Point-per-instance localization data =
"""

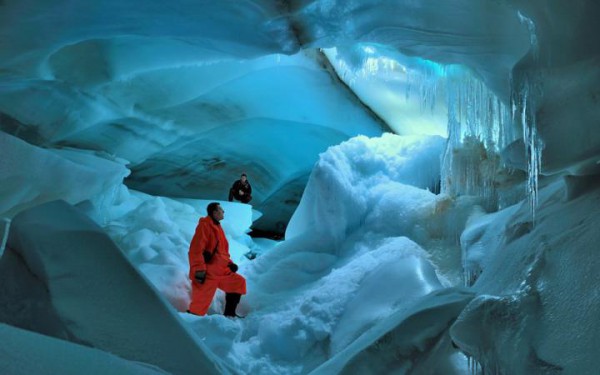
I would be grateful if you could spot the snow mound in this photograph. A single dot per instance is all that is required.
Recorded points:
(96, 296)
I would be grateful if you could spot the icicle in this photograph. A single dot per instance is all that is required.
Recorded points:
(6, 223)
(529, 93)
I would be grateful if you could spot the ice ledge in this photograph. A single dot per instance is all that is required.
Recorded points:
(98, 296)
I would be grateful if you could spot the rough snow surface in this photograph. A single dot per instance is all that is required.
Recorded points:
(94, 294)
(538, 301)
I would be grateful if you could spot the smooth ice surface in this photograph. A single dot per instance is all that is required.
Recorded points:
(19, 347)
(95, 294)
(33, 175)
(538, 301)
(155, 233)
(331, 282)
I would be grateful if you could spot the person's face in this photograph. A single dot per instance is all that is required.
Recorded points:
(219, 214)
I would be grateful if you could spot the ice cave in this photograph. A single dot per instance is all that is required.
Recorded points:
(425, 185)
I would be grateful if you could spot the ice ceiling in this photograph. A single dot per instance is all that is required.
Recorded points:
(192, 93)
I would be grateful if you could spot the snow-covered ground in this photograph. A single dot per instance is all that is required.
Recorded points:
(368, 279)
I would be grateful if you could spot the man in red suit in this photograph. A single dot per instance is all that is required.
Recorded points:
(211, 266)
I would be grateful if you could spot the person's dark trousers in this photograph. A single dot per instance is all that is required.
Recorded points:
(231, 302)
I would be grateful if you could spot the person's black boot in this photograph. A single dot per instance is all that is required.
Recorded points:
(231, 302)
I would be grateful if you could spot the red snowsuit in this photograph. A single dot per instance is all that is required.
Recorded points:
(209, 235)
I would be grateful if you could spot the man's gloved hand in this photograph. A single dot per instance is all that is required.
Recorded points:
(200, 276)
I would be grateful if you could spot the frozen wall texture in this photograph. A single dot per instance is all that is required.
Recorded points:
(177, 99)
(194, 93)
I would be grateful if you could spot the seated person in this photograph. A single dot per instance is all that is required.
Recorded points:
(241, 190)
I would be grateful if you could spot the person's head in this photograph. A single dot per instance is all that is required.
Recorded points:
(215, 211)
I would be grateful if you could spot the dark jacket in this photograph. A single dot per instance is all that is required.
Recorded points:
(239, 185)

"""
"""

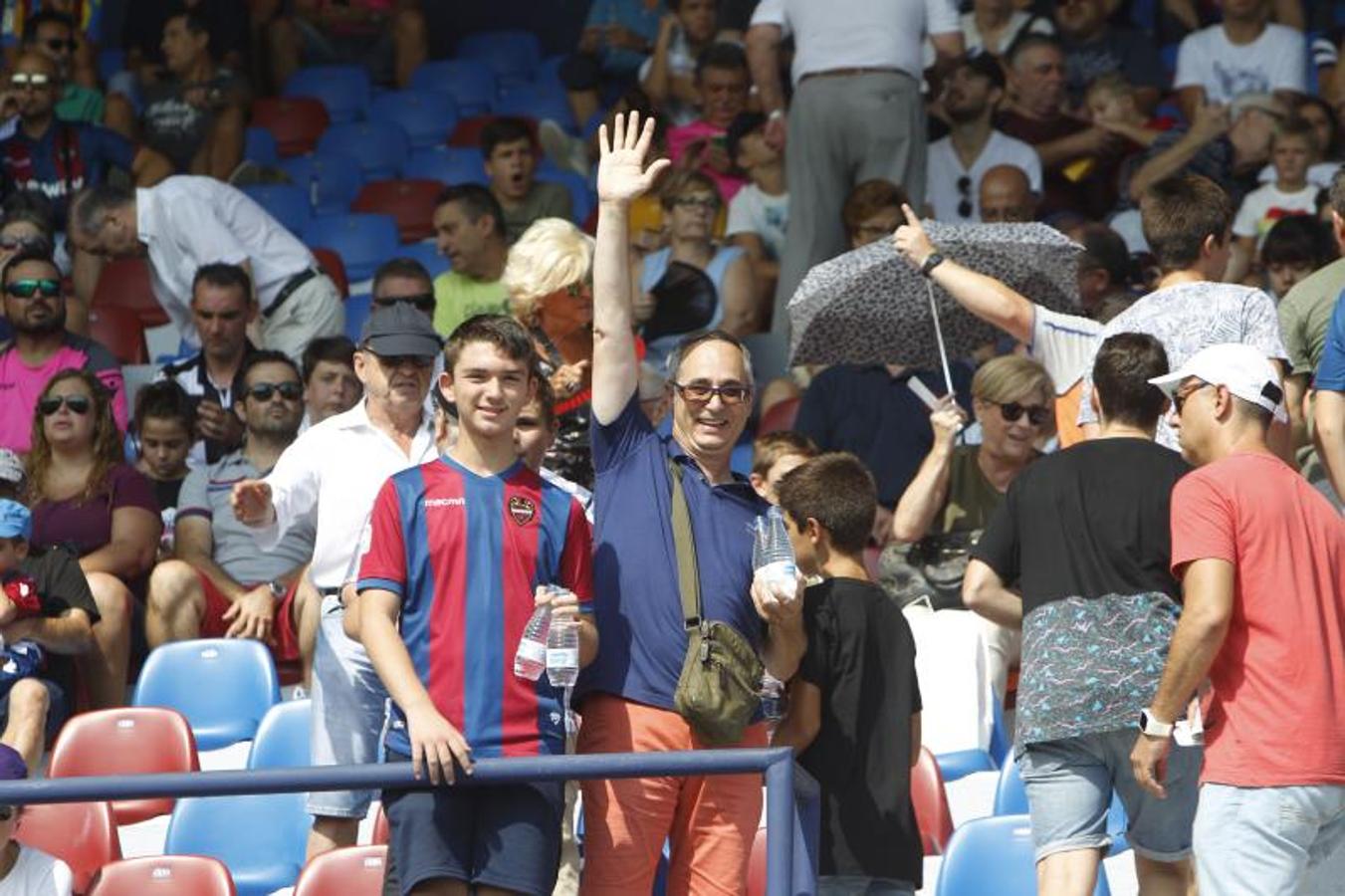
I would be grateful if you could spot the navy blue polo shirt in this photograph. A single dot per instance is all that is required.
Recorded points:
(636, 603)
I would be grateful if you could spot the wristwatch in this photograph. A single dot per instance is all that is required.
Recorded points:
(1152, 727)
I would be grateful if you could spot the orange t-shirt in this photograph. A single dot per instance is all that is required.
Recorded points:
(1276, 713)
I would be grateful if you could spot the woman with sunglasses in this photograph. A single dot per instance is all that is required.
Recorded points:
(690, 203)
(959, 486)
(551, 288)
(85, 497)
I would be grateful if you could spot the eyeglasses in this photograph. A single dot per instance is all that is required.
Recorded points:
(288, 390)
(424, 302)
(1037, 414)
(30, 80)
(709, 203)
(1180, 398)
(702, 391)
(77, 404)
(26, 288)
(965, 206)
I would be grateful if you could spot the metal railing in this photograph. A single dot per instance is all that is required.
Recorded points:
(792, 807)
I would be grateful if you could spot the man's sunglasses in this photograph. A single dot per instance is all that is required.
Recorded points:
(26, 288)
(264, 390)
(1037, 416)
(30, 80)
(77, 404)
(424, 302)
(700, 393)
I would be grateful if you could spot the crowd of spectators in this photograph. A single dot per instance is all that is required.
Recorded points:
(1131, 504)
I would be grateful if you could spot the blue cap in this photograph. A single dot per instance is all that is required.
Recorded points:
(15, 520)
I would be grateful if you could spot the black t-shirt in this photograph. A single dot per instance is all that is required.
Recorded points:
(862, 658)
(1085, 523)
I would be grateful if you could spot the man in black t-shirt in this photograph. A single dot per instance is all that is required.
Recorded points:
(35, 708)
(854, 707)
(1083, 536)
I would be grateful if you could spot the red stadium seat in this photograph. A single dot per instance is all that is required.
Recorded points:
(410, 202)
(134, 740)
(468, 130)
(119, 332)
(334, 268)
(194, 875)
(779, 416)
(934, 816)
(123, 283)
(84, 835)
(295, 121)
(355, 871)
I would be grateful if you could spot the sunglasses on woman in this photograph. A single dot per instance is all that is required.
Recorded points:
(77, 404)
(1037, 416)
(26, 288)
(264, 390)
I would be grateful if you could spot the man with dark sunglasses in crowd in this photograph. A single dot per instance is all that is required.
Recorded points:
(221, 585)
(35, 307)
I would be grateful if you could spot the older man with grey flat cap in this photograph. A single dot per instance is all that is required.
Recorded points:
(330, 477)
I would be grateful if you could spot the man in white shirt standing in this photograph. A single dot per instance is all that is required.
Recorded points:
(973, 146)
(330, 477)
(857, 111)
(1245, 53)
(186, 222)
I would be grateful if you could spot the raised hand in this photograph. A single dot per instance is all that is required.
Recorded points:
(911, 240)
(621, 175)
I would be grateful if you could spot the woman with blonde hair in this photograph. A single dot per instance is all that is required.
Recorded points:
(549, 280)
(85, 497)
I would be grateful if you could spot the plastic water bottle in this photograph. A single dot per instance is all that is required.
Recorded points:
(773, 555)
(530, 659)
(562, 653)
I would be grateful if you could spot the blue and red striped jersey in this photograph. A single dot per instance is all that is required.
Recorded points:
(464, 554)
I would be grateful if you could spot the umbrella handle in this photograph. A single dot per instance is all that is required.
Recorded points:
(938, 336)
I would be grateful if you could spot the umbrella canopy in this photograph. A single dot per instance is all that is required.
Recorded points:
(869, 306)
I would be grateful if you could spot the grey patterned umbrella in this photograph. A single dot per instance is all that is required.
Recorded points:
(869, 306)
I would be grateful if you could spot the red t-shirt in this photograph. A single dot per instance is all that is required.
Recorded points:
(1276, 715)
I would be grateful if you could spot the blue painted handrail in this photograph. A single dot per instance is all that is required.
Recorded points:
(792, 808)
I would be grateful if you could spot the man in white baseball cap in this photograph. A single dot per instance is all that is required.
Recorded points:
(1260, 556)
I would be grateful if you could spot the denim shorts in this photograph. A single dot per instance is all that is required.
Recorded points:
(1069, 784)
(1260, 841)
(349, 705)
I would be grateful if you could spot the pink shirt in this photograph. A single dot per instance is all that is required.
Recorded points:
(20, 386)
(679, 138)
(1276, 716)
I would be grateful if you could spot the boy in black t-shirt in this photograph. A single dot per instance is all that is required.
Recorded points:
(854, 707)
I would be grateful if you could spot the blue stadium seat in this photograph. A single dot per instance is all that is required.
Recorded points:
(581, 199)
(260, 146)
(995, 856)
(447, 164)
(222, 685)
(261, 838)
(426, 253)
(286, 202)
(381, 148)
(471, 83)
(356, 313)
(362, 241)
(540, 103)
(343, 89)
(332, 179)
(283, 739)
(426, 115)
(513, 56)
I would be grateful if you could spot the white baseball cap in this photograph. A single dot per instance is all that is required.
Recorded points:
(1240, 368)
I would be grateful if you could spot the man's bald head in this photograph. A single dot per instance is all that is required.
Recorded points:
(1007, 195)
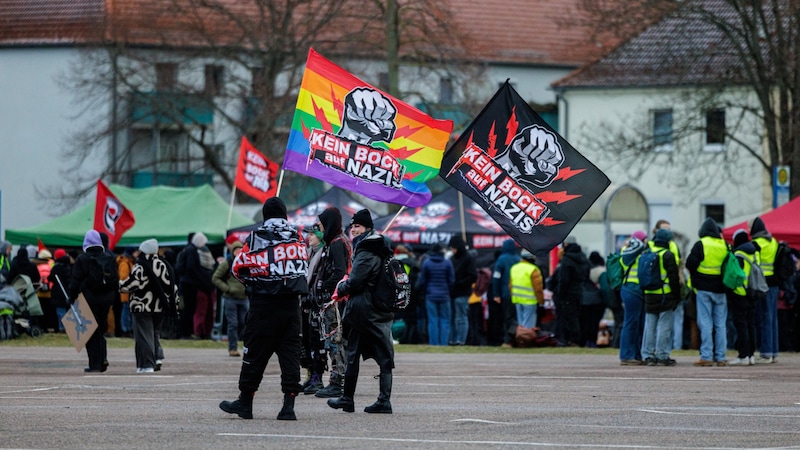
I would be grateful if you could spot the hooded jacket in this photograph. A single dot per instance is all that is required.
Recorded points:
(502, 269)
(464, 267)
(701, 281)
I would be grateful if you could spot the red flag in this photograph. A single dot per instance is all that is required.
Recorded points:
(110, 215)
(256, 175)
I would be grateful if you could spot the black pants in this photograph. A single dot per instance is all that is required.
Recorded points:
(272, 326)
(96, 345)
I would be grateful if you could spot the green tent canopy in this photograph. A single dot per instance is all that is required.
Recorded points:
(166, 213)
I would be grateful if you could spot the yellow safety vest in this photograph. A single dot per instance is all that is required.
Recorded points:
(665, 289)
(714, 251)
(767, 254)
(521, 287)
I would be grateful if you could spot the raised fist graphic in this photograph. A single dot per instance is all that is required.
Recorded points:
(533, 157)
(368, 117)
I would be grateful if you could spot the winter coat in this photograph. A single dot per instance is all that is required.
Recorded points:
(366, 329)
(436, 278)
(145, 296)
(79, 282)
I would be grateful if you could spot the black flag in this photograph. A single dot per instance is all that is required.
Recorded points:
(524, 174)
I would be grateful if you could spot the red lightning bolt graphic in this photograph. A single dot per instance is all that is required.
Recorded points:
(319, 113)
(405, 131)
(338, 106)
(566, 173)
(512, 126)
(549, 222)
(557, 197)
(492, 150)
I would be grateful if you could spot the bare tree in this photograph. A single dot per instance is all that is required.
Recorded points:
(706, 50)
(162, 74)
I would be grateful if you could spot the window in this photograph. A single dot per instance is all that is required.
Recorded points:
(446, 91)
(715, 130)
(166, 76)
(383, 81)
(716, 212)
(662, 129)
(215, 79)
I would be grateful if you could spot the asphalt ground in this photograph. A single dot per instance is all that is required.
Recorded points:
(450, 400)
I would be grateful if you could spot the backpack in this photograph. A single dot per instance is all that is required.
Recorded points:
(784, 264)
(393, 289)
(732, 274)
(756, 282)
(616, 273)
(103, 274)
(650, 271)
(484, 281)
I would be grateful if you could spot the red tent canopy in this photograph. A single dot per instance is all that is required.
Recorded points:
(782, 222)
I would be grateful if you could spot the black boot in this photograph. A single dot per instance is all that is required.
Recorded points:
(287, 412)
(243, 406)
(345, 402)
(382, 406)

"""

Task brief = Tally the lines in the records that hold the word "canopy". Give only the total.

Result of the exercise = 3